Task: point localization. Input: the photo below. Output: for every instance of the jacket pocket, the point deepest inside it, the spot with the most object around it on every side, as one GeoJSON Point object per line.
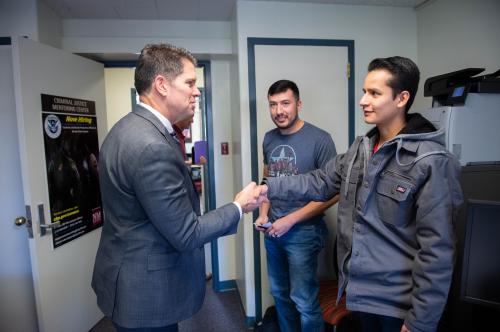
{"type": "Point", "coordinates": [394, 200]}
{"type": "Point", "coordinates": [163, 261]}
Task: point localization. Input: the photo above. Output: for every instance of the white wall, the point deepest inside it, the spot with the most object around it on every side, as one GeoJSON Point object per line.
{"type": "Point", "coordinates": [19, 18]}
{"type": "Point", "coordinates": [17, 297]}
{"type": "Point", "coordinates": [221, 112]}
{"type": "Point", "coordinates": [49, 26]}
{"type": "Point", "coordinates": [129, 36]}
{"type": "Point", "coordinates": [456, 34]}
{"type": "Point", "coordinates": [376, 31]}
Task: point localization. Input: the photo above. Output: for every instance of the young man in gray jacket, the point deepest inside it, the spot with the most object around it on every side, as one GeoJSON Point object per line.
{"type": "Point", "coordinates": [399, 195]}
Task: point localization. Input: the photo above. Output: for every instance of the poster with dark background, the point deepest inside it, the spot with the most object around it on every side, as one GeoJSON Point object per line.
{"type": "Point", "coordinates": [71, 154]}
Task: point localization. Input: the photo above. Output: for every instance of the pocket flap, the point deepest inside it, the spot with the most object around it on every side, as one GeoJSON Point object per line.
{"type": "Point", "coordinates": [163, 261]}
{"type": "Point", "coordinates": [393, 188]}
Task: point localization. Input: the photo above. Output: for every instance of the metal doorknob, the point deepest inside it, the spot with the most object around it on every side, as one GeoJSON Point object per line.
{"type": "Point", "coordinates": [19, 221]}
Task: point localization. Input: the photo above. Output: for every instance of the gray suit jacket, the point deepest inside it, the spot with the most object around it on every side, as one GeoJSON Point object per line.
{"type": "Point", "coordinates": [150, 267]}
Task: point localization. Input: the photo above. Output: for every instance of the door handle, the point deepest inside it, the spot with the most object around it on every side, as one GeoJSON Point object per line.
{"type": "Point", "coordinates": [19, 221]}
{"type": "Point", "coordinates": [44, 226]}
{"type": "Point", "coordinates": [51, 226]}
{"type": "Point", "coordinates": [22, 220]}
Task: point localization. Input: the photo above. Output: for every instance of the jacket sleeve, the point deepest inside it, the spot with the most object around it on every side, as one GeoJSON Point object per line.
{"type": "Point", "coordinates": [160, 184]}
{"type": "Point", "coordinates": [318, 185]}
{"type": "Point", "coordinates": [437, 204]}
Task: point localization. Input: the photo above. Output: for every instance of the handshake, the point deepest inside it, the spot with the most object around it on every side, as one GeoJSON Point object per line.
{"type": "Point", "coordinates": [251, 197]}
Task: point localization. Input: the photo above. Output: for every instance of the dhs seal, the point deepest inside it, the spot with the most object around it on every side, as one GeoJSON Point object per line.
{"type": "Point", "coordinates": [52, 126]}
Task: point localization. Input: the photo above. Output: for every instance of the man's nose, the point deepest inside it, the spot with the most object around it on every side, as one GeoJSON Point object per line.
{"type": "Point", "coordinates": [363, 101]}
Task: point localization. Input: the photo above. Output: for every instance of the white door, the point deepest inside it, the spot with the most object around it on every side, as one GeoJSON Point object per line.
{"type": "Point", "coordinates": [62, 276]}
{"type": "Point", "coordinates": [17, 300]}
{"type": "Point", "coordinates": [321, 75]}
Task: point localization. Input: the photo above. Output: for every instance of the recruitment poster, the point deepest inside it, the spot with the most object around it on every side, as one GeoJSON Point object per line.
{"type": "Point", "coordinates": [71, 153]}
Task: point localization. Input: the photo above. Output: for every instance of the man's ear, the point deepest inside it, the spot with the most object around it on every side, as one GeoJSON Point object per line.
{"type": "Point", "coordinates": [160, 85]}
{"type": "Point", "coordinates": [403, 98]}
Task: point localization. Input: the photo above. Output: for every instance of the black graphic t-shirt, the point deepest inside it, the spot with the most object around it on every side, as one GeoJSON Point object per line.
{"type": "Point", "coordinates": [286, 155]}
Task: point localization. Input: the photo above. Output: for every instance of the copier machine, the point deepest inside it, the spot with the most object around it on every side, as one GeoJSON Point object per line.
{"type": "Point", "coordinates": [468, 107]}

_Problem description_
For each record above, write out every line exactly and skip the pictures.

_Final answer_
Task: point localization. Input: the photo below. Output: for every instance of the jacket pocket, the point deepest inside it, the spot with the most object around it on every side, as one GeoJSON Point object per line.
{"type": "Point", "coordinates": [394, 200]}
{"type": "Point", "coordinates": [163, 261]}
Task: point localization. Input: the photo above. Output: for every instance of the white wall, the point deepest inside it, the spot with the most object around it on every side, as one GeoJSON Point object per line.
{"type": "Point", "coordinates": [19, 18]}
{"type": "Point", "coordinates": [17, 297]}
{"type": "Point", "coordinates": [221, 112]}
{"type": "Point", "coordinates": [49, 26]}
{"type": "Point", "coordinates": [129, 36]}
{"type": "Point", "coordinates": [456, 34]}
{"type": "Point", "coordinates": [376, 31]}
Task: point localization. Input: the photo above. Output: for every instance of the young man in gray jacket, the point deepest inside it, the spot with the most object around it on every side, as one GeoJSON Point object per line.
{"type": "Point", "coordinates": [399, 195]}
Task: point localization. Input: the photo above. Output: for every instance of the poster with dark background, the point deepest inside it, the spot with the most object around it on every side, as one GeoJSON Point object per line.
{"type": "Point", "coordinates": [71, 154]}
Task: point localization. Input: the photo above. Output: for every instance of the pocket flap, the point deepest inside it, the spot with the most object around it on every side, as one GeoJSON Point object per line.
{"type": "Point", "coordinates": [163, 261]}
{"type": "Point", "coordinates": [393, 188]}
Task: point localization. Input: the photo above. Output: for every instance of the metal doorknob, the point deepest inside it, the spot with the most object around it on every side, as one GeoJSON Point object per line.
{"type": "Point", "coordinates": [19, 221]}
Task: point localization. Input: the photo above. Output: for every instance of the gray suit jacket, the point deepest inside it, the spot with the most object around it on every side, as one GeoJSON Point object per line.
{"type": "Point", "coordinates": [150, 267]}
Task: point localization. Input: the photo above. Output: for every instance of the door handle, the point deepest inside it, the spot with the most object around it on every side, as one GeoJSON Point object per line.
{"type": "Point", "coordinates": [19, 221]}
{"type": "Point", "coordinates": [44, 226]}
{"type": "Point", "coordinates": [51, 226]}
{"type": "Point", "coordinates": [22, 220]}
Task: point localization. Input: the photo above. Output: for every instance of the jacket sleeve, the point deepest inside it, the spot with the most object around it on every side, as one GeoJSON Point object per line.
{"type": "Point", "coordinates": [160, 184]}
{"type": "Point", "coordinates": [318, 185]}
{"type": "Point", "coordinates": [437, 204]}
Task: point localization. Input: the photo above. Output: for every instance of the handshake, the point deepest inside it, the spot with the most object around it on every side, as one GeoJSON Point object per line.
{"type": "Point", "coordinates": [251, 197]}
Task: point localization. Input: the photo above. Output: for every instance of the dhs seal, the point deepest inside it, the spot with the most object around it on every side, as one GeoJSON Point object per line.
{"type": "Point", "coordinates": [52, 126]}
Task: point localization. Input: the photo above. Output: for every instance of the man's nose, the point deepest inside it, the spot with the most object around it on every side, as one GeoJSON Point object per line.
{"type": "Point", "coordinates": [363, 101]}
Task: point localization. Input: the photo above. Output: for every instance of the white door, the point deepest inside it, the spot with the most object around it on every side, as one GeoJSON Point object per line.
{"type": "Point", "coordinates": [62, 276]}
{"type": "Point", "coordinates": [17, 300]}
{"type": "Point", "coordinates": [321, 75]}
Task: point localization. Input: the photo above. Output: for every instance of the recruitment poster, the point deepest inside it, the spot with the most object around it on every side, as one GeoJSON Point object per line.
{"type": "Point", "coordinates": [71, 153]}
Task: point localization. Input: the photo above. Output: for every instance of the man's ear, the point deepest inside it, the spot with the most object around it on every side, as one GeoJSON Point object per line.
{"type": "Point", "coordinates": [160, 85]}
{"type": "Point", "coordinates": [403, 98]}
Task: point localization. Input: the photo above. Output: for every instance of the black graphic t-shirt, the point deepest inside it, the spot with the most object around it on every side, as one GeoJSON Point object per line.
{"type": "Point", "coordinates": [286, 155]}
Task: point localization. Input: the photo above. Output: for every instance of the copier machine, the point deepest inside it, the spot with the most object around it on every side, as one GeoJSON Point object per line.
{"type": "Point", "coordinates": [468, 107]}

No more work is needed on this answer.